Selected passage
Percy Warner Golf Course – This golf course is located in the northeastern corner of Percy Warner Park at the southwestern edge of Belle Meade. It is a 9-hole, par 34, 2,600-yard course with tree-lined fairways. The course uses a first-come, first-served, open play concept, and greens and rental cart fees are modest. Rental clubs and pull carts are also available, and private carts are allowed for a fee.
Percy Warner Park and Edwin Warner Park – They are technically two connecting parks, but Nashville locals often refer to Percy Warner Park and Edwin Warner Park simply as "The Warner Parks". The northern border of Percy Warner Park lies at the southwestern edge of Belle Meade. Combined, the parks include more than 3,100 acres. Amenities include picnic grounds and shelters, a nature center, hiking and biking trails, scenic overlooks, sports fields, horse trails, an equestrian center, and golf courses.

Record list
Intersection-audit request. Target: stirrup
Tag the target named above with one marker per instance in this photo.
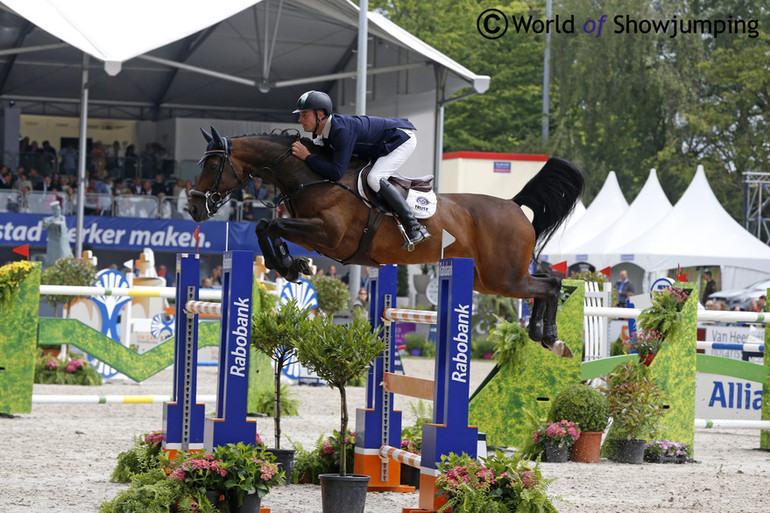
(409, 244)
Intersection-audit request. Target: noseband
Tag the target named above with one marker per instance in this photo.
(213, 199)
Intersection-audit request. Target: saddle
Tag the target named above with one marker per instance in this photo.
(418, 193)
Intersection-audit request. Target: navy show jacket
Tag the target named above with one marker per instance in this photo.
(367, 137)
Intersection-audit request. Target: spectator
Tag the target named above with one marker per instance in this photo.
(159, 186)
(115, 158)
(624, 288)
(98, 158)
(360, 305)
(710, 287)
(6, 179)
(69, 160)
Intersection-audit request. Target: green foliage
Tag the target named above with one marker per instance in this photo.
(415, 341)
(275, 333)
(482, 347)
(143, 457)
(68, 271)
(339, 354)
(49, 370)
(402, 281)
(323, 459)
(250, 469)
(411, 436)
(333, 294)
(635, 401)
(665, 314)
(153, 493)
(11, 276)
(265, 402)
(499, 484)
(582, 404)
(511, 343)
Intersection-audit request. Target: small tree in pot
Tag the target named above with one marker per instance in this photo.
(588, 408)
(339, 354)
(274, 333)
(636, 405)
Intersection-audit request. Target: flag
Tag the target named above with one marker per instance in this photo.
(23, 251)
(561, 267)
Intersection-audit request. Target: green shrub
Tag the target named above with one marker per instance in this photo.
(415, 341)
(582, 404)
(333, 294)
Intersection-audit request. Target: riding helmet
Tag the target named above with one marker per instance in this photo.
(314, 100)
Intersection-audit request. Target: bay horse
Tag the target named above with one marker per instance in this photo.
(331, 218)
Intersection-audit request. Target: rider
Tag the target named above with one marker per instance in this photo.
(386, 141)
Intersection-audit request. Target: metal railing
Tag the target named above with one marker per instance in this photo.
(126, 205)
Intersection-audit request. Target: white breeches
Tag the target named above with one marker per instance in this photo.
(388, 164)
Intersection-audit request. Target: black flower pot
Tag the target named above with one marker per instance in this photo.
(627, 451)
(343, 494)
(410, 476)
(285, 460)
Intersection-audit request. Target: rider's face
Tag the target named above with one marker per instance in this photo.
(307, 120)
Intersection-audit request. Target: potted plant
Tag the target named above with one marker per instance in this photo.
(273, 333)
(588, 408)
(665, 314)
(339, 354)
(557, 438)
(635, 402)
(251, 472)
(492, 484)
(647, 343)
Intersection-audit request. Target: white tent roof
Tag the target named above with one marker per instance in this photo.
(608, 206)
(650, 206)
(697, 231)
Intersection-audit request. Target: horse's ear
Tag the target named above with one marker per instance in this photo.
(215, 134)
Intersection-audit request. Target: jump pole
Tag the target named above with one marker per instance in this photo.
(183, 417)
(378, 426)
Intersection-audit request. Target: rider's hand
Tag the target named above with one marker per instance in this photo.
(299, 150)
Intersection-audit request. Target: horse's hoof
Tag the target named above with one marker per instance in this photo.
(536, 331)
(561, 349)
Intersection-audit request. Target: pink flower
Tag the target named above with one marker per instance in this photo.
(327, 449)
(528, 479)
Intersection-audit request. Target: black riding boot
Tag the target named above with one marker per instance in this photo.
(415, 232)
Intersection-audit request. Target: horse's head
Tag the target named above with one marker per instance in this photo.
(228, 164)
(218, 180)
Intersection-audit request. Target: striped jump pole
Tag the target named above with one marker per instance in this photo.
(378, 426)
(183, 417)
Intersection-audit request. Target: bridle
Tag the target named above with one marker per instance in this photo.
(223, 147)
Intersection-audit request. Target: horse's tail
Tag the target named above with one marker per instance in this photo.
(552, 195)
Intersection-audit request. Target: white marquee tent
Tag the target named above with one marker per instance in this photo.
(650, 206)
(698, 231)
(608, 206)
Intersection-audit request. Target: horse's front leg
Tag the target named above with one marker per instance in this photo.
(309, 232)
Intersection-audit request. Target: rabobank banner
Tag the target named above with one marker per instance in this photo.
(129, 233)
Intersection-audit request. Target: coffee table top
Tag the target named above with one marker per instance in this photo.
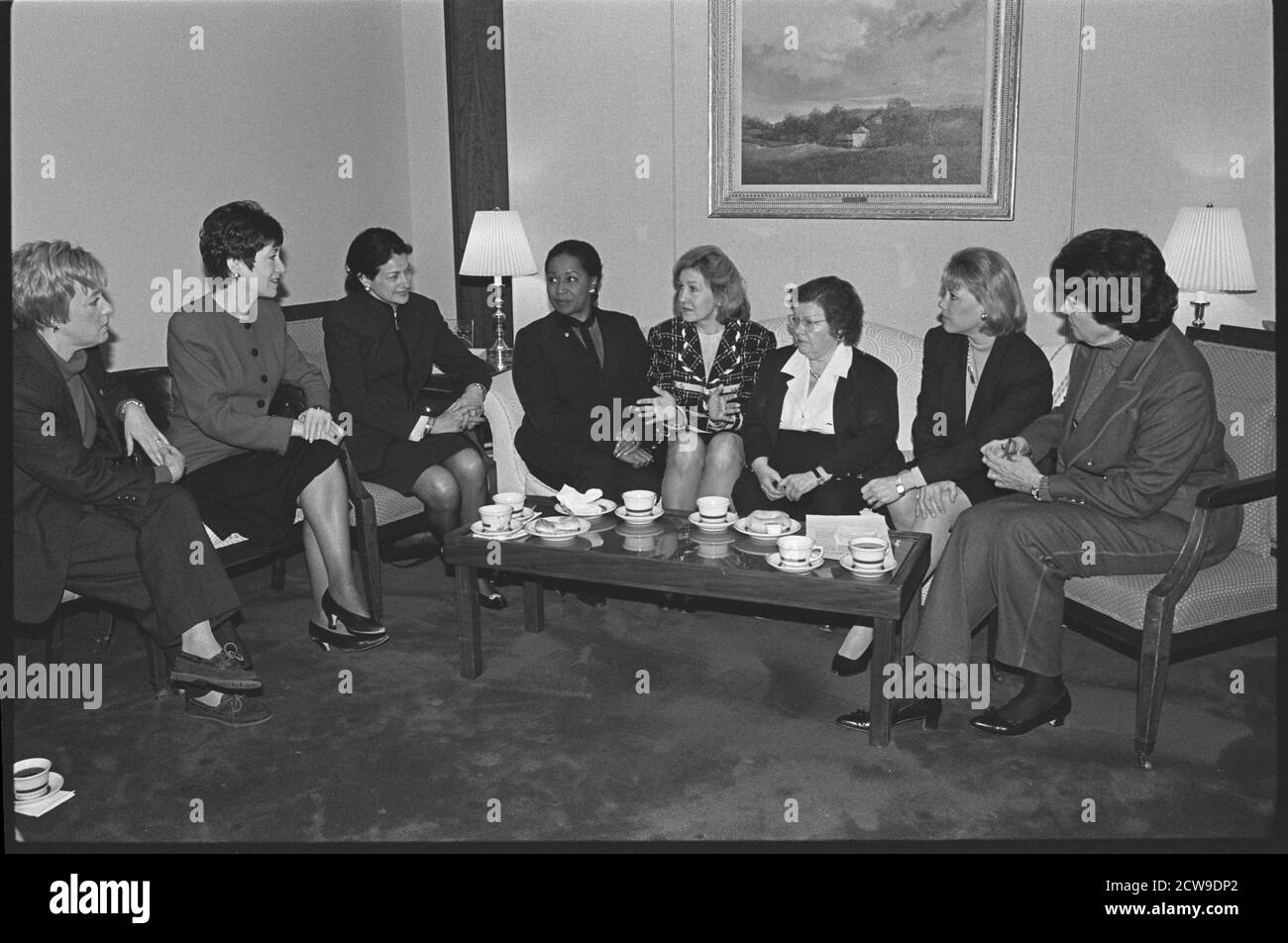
(670, 554)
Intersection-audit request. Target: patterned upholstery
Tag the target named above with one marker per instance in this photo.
(1244, 382)
(505, 415)
(1243, 583)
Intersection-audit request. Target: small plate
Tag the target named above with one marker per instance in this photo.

Required actions
[a] Print the listing, starting with the line with "Intersection-audit request. Target: horse's head" and going on through the end of the listing, both ends included. Leave the pictures out.
[b] Pick up the Warner Parks passage and carry it on from its last sentence.
The Warner Parks passage and the listing have nothing to do with each other.

Task answers
[a]
Intersection-audit request. Target: horse's head
Tag the target named above with one marker per instance in this photo.
(228, 164)
(218, 180)
Intersection-audit request. Target: striped jump pole
Tag the target named above with one marker per instance in this photo.
(378, 426)
(183, 417)
Intersection-audit request. Target: bridle
Tag the target named above with one marker per instance in this photo.
(223, 147)
Intersection-audit request. Target: horse's tail
Tag the target named above with one marker per instance in this photo.
(552, 195)
Intersection-audit request. Target: white marquee tent
Tag the target named above with one marker per instance in this photo.
(650, 206)
(698, 231)
(608, 206)
Intersection-audit request. Target: horse's front leg
Tag the target named above with one marker per instance in this photo.
(309, 232)
Intersection-audit request. Target: rabobank banner
Tag the target named above with one marker per instance in this photo.
(129, 233)
Intersection-audit request. Target: coffee table top
Tag the target named above with one marker per instance in this photo.
(670, 554)
Intersection-audit request. Target: patterned upholstery
Tag the target named above with one marker per instance in this photo.
(1244, 382)
(505, 415)
(1243, 583)
Intersection-audit request. Target: small plate
Tag the target named above with one marker per instance in this photo.

[b]
The parks also have historical significance and are listed in the National Register of Historic Places. Colonel Luke Lea and his second wife, Percie Warner, donated almost 900 acres of land – a large portion of which came from the former Belle Meade Plantation – to establish the park in 1927. Margaret Warner, the widow of Percy Warner, donated the funds to erect the sandstone gates and stone eagles that have marked the entrance of Percy Warner Park since 1932. The limestone staircase known as The Allee was designed by landscape architect Bryant Fleming and built in the mid-1930s to mark the entrance to Percy Warner Park at Belle Meade Boulevard.
Other historical sites in the park include 10 pre-Civil War cemeteries and a World War I memorial that honors Camp Andrew Jackson, a WWI army training site previously located at the site of Percy Warner Golf Course.
Parmer Park – Located on a section of land that used to be the home of Parmer School, which burned in the 1980s, this park consists of open green space, basketball courts, playground equipment, and a baseball field. The entrance of the former school still stands in the middle of the park.
The form of government for the City of Belle Meade is a city manager-commissioner structure. Policy is made and carried out by a board of commissioners, and the city manager serves as the chief administrative officer. Five commissioners are elected by the residents and serve four-year terms. Those commissioners then elect two members to serve as mayor and vice-mayor for shorter terms of two years.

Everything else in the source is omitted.